Pictures aside, write out the data exactly as it reads.

[Start of section]

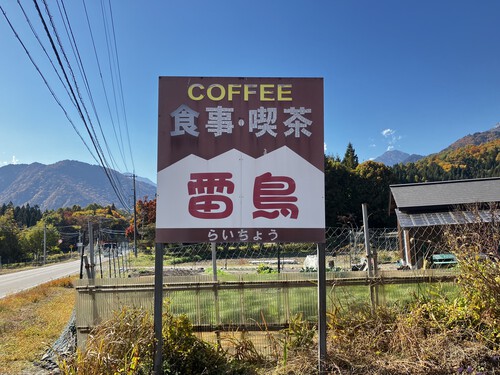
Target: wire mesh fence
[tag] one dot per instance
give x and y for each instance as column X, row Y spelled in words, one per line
column 263, row 284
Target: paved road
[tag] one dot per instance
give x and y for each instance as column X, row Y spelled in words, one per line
column 16, row 281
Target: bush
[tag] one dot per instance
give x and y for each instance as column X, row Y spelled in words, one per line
column 124, row 344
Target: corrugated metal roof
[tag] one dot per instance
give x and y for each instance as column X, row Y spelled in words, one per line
column 427, row 219
column 446, row 193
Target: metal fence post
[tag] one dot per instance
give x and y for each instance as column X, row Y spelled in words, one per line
column 158, row 309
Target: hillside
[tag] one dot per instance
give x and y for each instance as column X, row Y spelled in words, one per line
column 476, row 138
column 65, row 184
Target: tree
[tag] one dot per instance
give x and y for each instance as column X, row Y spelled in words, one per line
column 373, row 189
column 339, row 193
column 32, row 239
column 350, row 158
column 10, row 248
column 146, row 221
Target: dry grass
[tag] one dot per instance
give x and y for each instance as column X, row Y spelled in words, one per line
column 31, row 321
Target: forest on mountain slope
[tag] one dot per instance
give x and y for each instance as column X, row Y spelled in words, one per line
column 348, row 184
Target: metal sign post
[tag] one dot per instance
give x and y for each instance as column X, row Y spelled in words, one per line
column 321, row 252
column 158, row 309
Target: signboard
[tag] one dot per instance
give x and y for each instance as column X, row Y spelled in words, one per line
column 240, row 160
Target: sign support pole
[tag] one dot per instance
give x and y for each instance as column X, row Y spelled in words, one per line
column 321, row 253
column 158, row 307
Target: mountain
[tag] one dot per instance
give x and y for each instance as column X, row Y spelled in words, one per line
column 143, row 179
column 393, row 157
column 476, row 138
column 66, row 183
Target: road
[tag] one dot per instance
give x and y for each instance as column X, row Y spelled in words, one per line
column 17, row 281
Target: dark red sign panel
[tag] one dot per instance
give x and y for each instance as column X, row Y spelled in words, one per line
column 240, row 160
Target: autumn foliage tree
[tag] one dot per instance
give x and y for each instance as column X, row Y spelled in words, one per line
column 146, row 222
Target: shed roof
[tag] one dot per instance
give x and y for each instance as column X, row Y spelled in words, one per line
column 446, row 193
column 429, row 219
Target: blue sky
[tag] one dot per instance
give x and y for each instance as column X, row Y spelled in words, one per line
column 408, row 75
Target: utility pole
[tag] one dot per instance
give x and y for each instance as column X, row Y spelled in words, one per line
column 135, row 220
column 44, row 243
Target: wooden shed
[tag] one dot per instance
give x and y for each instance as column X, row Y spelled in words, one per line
column 423, row 209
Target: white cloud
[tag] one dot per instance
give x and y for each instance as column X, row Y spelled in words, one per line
column 391, row 138
column 388, row 132
column 14, row 160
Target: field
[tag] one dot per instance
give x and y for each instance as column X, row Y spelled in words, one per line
column 30, row 322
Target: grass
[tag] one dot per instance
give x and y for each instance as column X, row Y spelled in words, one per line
column 31, row 321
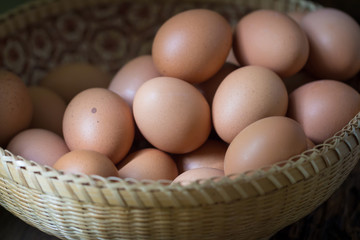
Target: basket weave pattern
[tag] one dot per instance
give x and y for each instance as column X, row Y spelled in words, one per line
column 108, row 33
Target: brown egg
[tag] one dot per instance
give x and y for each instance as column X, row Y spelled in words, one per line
column 297, row 15
column 15, row 106
column 231, row 58
column 310, row 144
column 323, row 107
column 297, row 80
column 69, row 79
column 334, row 38
column 39, row 145
column 86, row 162
column 148, row 163
column 172, row 114
column 100, row 120
column 192, row 45
column 244, row 96
column 264, row 142
column 130, row 77
column 271, row 39
column 211, row 154
column 195, row 174
column 49, row 109
column 209, row 87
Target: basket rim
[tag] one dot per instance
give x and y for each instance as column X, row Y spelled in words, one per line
column 300, row 163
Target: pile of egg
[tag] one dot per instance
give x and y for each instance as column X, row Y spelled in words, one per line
column 211, row 100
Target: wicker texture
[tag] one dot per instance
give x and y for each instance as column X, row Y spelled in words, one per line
column 244, row 206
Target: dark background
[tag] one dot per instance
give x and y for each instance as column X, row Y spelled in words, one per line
column 338, row 218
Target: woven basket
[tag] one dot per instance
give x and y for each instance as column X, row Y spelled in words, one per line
column 39, row 35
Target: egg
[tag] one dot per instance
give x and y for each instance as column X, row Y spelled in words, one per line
column 86, row 162
column 130, row 77
column 192, row 45
column 297, row 15
column 263, row 143
column 172, row 114
column 15, row 106
column 198, row 174
column 49, row 109
column 271, row 39
column 211, row 154
column 39, row 145
column 209, row 87
column 334, row 38
column 148, row 163
column 69, row 79
column 100, row 120
column 323, row 107
column 244, row 96
column 297, row 80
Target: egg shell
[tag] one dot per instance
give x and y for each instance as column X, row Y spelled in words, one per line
column 69, row 79
column 264, row 142
column 39, row 145
column 198, row 174
column 100, row 120
column 271, row 39
column 211, row 154
column 15, row 106
column 334, row 38
column 231, row 58
column 323, row 107
column 49, row 109
column 209, row 87
column 297, row 80
column 86, row 162
column 297, row 15
column 150, row 164
column 244, row 96
column 192, row 45
column 172, row 114
column 130, row 77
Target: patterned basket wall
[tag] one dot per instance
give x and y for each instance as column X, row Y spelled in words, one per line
column 37, row 36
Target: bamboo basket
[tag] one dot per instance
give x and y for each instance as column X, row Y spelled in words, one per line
column 42, row 34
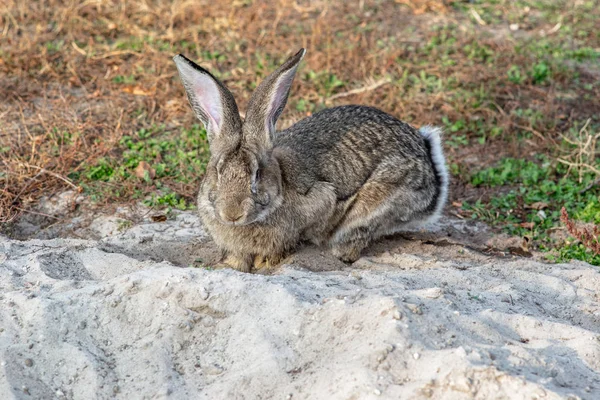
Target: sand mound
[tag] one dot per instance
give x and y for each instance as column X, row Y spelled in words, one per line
column 108, row 318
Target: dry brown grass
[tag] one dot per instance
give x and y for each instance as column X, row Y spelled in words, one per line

[End of section]

# [SOLUTION TO THIS PROBLEM]
Target: wire mesh fence
[tag] one dot per instance
give x and y for each instance as column X, row Y spelled in words, one per line
column 263, row 284
Target: paved road
[tag] one dot per instance
give x and y for each instance as column X, row Y spelled in words, one per line
column 16, row 281
Target: bush
[tag] one dot per instance
give x and y for each instance as column X, row Y spelled in words, one per line
column 124, row 344
Target: corrugated metal roof
[tag] one dot per instance
give x and y for each instance as column X, row Y spelled in words, one per line
column 427, row 219
column 446, row 193
Target: metal fence post
[tag] one dot per instance
give x and y for each instance as column X, row Y spelled in words, one per line
column 158, row 309
Target: hillside
[tag] one dot per instance
give x and y for each instance as column X, row Y spelled in words, one per line
column 476, row 138
column 65, row 184
Target: tree
[tag] one dot per instance
give x and y for each instance as column X, row Y spelled in words, one per line
column 373, row 189
column 339, row 193
column 32, row 239
column 350, row 158
column 10, row 248
column 146, row 221
Target: dry grass
[tag] one dot per instance
give x and y for each instance as column X, row Y spelled in words, one per line
column 31, row 321
Target: forest on mountain slope
[tag] one dot per instance
give x and y for each instance as column X, row Y spelled in words, one per line
column 348, row 184
Target: metal sign post
[tag] one dot per instance
give x and y for each instance as column X, row Y spelled in words, one per line
column 321, row 252
column 158, row 309
Target: signboard
[tag] one dot per instance
give x and y for each instance as column X, row Y spelled in words, one per line
column 240, row 160
Target: sign support pole
[tag] one dot per instance
give x and y for each instance as column X, row Y spelled in words, one per line
column 321, row 253
column 158, row 307
Target: mountain
[tag] one dot per instance
give x and y for each instance as column X, row Y spelled in words, one per line
column 143, row 179
column 393, row 157
column 476, row 138
column 66, row 183
Target: road
[tag] one dot per instance
give x and y for each instance as column X, row Y spelled in words, one per line
column 17, row 281
Target: dark red sign panel
[tag] one dot per instance
give x and y for each instance as column X, row Y spelled in words, one per line
column 240, row 160
Target: autumn foliage tree
[tag] one dot per instance
give x and y for each instance as column X, row Y spelled in words, one per line
column 146, row 222
Target: shed roof
[tag] one dot per instance
give x and y for each instance as column X, row Y spelled in words, one per line
column 446, row 193
column 429, row 219
Target: blue sky
[tag] one dot per instance
give x and y for each instance as column X, row Y spelled in words, one per line
column 408, row 75
Target: utility pole
[tag] one dot per instance
give x and y for each instance as column X, row Y spelled in words, one per line
column 135, row 220
column 44, row 243
Target: wooden shed
[tag] one dot per instance
give x and y for each instance as column X, row Y spelled in words, one per line
column 423, row 209
Target: white cloud
[tag] one dot per instance
give x and y for each instance as column X, row Y spelled in words, one per line
column 391, row 138
column 388, row 132
column 14, row 160
Target: field
[tag] one dot per instance
give x and y for each instance as column X, row Y spelled in words, one per line
column 30, row 322
Target: grass
[tag] one dot per instance
give x and y for each instance as column X, row Y spelled in words, one per line
column 31, row 321
Target: basket weave pattern
[tag] one dot per instance
give x and y for each instance as column X, row Y spelled in words, one per line
column 108, row 33
Target: brown egg
[tag] one dot per instance
give x and y for each instance as column X, row Y spelled in words, one per line
column 297, row 15
column 15, row 106
column 231, row 58
column 310, row 144
column 323, row 107
column 297, row 80
column 69, row 79
column 334, row 38
column 39, row 145
column 86, row 162
column 148, row 163
column 172, row 114
column 100, row 120
column 192, row 45
column 244, row 96
column 264, row 142
column 130, row 77
column 271, row 39
column 211, row 154
column 195, row 174
column 49, row 109
column 209, row 87
Target: basket rim
[tag] one dot per instance
give x and y for each instance as column X, row Y spelled in words, one per line
column 300, row 163
Target: pile of egg
[tag] one dot per instance
give x and y for each instance as column X, row Y spelled in words, one per line
column 211, row 100
Target: wicker texture
[tag] one dot per instance
give x and y for each instance as column X, row Y spelled in words, one per line
column 244, row 206
Target: dark background
[tag] one dot per instance
give x and y for each instance as column X, row Y spelled in words, one per line
column 338, row 218
Target: woven basket
[tag] one dot per instance
give x and y for each instance as column X, row Y spelled in words, one per line
column 39, row 35
Target: egg
[tag] one dot per instance
give x and y for each instance as column X, row Y spelled in words, one per line
column 86, row 162
column 130, row 77
column 192, row 45
column 297, row 15
column 263, row 143
column 172, row 114
column 15, row 106
column 198, row 174
column 49, row 109
column 271, row 39
column 211, row 154
column 39, row 145
column 209, row 87
column 334, row 38
column 148, row 163
column 69, row 79
column 100, row 120
column 323, row 107
column 244, row 96
column 297, row 80
Target: egg shell
[tag] one dot per instance
give x and y for each instance as column X, row Y spelled in words, one per line
column 69, row 79
column 264, row 142
column 39, row 145
column 198, row 174
column 100, row 120
column 271, row 39
column 211, row 154
column 15, row 106
column 334, row 38
column 231, row 58
column 323, row 107
column 49, row 109
column 209, row 87
column 297, row 80
column 86, row 162
column 297, row 15
column 150, row 164
column 244, row 96
column 192, row 45
column 172, row 114
column 130, row 77
Target: patterned basket wall
[tag] one dot per instance
give x and y for each instance as column X, row Y spelled in words, one per line
column 37, row 36
Target: bamboo basket
[tag] one dot per instance
give x and y for each instance as column X, row Y spelled in words, one per line
column 42, row 34
Target: sand mound
[tag] one dot per instance
give x and y for each instance as column X, row Y spelled in words, one per line
column 108, row 318
Target: dry brown grass
[tag] one dot per instance
give x and y for each instance as column X, row Y spelled in words, one per line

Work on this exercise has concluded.